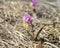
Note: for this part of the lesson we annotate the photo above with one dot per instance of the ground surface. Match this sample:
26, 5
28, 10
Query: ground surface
12, 33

§

(AIM OF THE EXERCISE):
Copy every line of the listing above word for word, but leave out the picture.

(ANSWER TO THIS PROBLEM):
Note: for this part of the lesson we annotate the photo above with one dot per instance of the ground surface. Match this sample:
26, 5
28, 10
Query: ground surface
12, 33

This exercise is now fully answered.